(Supplied data Opens)

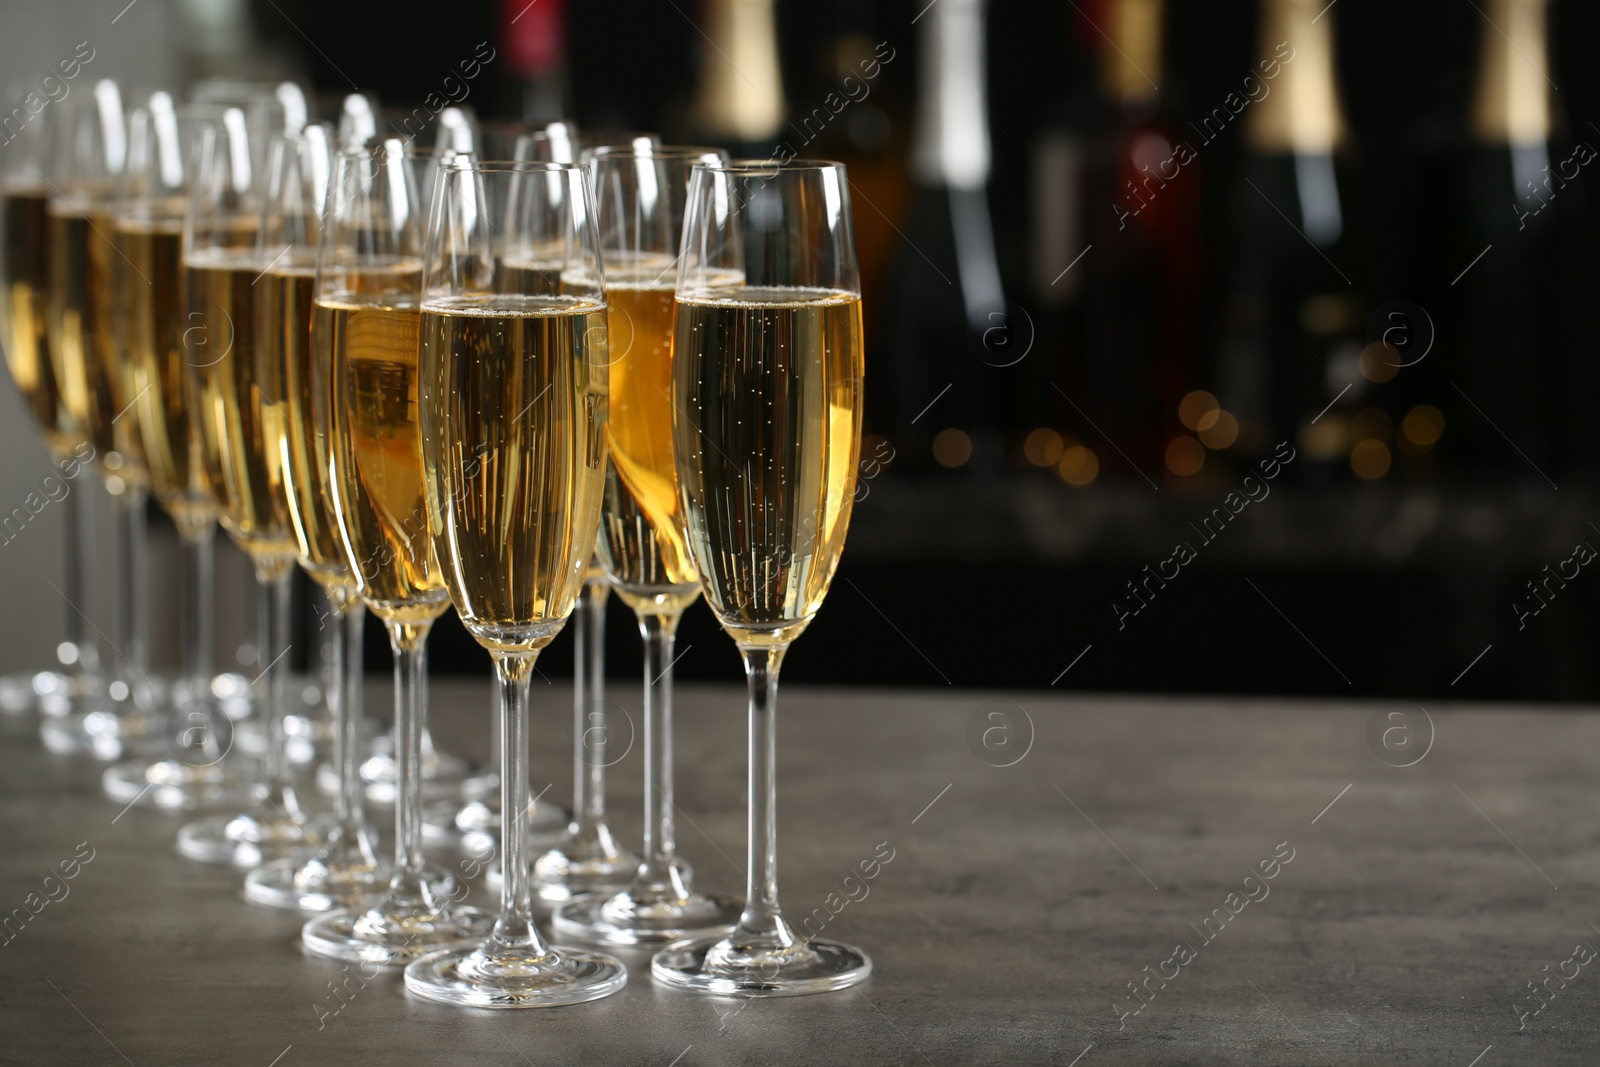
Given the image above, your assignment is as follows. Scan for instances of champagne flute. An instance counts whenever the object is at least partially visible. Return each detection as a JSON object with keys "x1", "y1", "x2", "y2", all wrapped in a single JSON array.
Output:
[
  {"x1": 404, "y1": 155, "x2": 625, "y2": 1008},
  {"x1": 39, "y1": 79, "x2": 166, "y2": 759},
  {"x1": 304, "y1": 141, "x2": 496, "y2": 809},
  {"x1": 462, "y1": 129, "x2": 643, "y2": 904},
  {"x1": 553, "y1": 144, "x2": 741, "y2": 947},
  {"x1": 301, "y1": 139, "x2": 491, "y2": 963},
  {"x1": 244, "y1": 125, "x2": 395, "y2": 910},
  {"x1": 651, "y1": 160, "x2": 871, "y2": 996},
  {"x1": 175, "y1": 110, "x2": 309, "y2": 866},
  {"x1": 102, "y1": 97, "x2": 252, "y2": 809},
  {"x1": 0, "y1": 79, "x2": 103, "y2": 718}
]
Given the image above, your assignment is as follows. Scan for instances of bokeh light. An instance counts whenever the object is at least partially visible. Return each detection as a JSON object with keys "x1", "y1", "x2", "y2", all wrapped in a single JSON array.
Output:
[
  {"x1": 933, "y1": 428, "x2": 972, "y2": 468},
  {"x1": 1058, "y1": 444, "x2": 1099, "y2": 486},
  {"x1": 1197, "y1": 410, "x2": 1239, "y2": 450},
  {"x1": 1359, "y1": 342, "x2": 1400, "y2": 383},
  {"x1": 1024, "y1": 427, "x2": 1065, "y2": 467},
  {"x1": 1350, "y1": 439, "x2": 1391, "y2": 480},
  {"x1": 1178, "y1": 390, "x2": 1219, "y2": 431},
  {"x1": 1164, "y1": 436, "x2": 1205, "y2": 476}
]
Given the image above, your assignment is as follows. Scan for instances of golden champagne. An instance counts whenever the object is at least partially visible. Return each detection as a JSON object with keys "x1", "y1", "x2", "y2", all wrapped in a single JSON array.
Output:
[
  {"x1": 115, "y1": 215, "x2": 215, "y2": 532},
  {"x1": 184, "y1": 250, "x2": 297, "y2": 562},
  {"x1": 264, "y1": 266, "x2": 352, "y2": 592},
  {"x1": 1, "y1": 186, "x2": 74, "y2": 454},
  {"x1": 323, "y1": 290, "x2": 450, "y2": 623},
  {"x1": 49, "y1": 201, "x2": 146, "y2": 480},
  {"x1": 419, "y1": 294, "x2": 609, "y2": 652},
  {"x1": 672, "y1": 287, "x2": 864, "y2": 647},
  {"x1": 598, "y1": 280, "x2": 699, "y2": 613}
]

(Supplied data Closes)
(Supplied data Opens)

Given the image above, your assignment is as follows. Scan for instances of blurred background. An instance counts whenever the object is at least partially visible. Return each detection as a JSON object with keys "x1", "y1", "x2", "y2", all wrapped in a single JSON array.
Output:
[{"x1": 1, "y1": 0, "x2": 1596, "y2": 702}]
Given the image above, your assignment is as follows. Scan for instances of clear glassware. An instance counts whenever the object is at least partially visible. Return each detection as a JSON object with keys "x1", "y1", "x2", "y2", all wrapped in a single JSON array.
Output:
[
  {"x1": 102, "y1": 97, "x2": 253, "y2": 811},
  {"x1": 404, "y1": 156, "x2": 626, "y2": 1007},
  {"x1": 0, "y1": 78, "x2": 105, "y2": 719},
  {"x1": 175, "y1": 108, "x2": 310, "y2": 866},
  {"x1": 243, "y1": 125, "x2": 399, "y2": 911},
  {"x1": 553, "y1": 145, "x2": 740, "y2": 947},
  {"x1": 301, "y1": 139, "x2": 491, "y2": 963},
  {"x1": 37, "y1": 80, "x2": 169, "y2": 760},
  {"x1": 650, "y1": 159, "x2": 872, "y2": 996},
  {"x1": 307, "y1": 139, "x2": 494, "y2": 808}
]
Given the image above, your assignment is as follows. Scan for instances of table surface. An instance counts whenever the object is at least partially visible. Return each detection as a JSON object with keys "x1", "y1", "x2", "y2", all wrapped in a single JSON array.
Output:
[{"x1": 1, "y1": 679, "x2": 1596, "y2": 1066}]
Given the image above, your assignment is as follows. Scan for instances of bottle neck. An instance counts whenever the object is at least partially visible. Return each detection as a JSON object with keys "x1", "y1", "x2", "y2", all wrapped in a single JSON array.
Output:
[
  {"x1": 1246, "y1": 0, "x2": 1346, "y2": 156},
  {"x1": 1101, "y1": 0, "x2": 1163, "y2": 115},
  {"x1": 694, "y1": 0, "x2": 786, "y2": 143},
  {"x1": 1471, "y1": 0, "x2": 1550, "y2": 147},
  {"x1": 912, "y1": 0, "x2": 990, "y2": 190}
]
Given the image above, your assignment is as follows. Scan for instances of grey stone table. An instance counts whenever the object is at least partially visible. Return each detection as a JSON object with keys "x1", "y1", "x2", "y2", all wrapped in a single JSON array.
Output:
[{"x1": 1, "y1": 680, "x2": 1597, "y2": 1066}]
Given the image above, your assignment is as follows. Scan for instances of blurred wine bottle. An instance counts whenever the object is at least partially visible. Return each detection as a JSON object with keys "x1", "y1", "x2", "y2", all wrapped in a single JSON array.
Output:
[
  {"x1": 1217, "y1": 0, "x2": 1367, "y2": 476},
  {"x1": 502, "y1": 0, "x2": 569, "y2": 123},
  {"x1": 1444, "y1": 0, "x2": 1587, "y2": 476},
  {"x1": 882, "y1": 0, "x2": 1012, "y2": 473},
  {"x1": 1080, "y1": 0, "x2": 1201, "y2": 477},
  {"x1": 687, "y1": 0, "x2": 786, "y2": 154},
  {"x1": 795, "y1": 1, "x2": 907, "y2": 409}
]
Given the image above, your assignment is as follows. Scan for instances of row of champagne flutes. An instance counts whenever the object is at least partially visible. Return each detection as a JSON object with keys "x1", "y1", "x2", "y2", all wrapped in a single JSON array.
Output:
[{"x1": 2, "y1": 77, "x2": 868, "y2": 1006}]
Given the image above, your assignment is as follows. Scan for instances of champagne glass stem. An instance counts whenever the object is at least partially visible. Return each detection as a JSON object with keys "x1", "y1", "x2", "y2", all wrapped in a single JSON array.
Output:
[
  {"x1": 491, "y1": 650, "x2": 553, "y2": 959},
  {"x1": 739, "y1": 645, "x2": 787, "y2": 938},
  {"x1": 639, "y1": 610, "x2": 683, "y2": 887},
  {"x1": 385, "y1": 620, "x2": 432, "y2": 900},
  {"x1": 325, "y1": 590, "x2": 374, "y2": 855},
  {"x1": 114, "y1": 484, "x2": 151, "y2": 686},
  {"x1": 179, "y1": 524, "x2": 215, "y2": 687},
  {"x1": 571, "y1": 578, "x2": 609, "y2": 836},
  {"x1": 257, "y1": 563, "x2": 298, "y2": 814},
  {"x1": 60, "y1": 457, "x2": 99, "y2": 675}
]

(Supplied data Closes)
(Supplied data Opens)

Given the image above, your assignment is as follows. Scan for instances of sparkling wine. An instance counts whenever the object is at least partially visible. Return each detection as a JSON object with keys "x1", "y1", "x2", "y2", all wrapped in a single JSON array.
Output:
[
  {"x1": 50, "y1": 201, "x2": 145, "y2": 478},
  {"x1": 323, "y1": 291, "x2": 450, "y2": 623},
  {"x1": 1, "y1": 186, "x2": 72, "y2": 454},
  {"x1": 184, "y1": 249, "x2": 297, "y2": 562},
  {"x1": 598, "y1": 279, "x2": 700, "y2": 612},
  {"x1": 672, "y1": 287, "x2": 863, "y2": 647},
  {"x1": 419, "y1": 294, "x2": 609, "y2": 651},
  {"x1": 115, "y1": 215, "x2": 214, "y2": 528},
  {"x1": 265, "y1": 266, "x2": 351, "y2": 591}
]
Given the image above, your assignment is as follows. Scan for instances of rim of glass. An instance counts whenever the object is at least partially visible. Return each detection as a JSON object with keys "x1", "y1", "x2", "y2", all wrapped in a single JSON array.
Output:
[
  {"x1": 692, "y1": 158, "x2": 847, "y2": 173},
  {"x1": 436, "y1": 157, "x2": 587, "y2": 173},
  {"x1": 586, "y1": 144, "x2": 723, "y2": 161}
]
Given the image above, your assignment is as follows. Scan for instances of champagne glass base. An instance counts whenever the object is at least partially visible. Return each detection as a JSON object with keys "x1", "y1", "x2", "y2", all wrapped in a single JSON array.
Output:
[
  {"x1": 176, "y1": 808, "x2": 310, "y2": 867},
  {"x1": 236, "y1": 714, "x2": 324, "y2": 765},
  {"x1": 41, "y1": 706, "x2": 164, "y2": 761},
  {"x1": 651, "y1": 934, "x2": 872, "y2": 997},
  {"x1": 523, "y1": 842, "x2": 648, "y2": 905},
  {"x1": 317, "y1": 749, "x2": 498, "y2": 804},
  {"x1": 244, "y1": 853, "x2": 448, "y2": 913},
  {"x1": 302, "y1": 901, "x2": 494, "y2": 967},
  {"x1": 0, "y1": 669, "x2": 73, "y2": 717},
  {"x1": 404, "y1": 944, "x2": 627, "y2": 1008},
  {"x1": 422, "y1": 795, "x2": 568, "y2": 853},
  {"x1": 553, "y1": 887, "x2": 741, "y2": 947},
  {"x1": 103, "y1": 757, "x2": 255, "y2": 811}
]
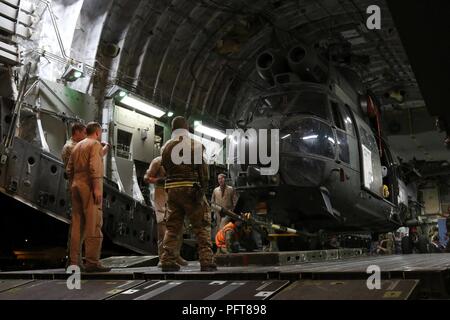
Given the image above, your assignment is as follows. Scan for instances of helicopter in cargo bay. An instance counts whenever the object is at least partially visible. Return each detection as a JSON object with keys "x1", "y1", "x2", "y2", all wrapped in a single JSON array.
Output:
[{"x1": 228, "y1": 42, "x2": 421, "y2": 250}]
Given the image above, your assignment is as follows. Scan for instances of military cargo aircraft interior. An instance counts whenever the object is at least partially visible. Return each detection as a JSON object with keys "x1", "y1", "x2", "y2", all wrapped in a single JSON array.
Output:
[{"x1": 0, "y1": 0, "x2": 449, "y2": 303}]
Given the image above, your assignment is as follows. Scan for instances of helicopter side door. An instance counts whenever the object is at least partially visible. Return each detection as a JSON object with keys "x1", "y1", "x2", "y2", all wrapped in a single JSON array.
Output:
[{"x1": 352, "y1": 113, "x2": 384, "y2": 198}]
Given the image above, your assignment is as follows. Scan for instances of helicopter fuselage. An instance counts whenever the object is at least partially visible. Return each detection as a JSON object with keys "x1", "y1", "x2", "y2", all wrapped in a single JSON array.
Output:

(Supplied data Closes)

Your answer must be the count of lines in the data that contain "wine", with no added words.

2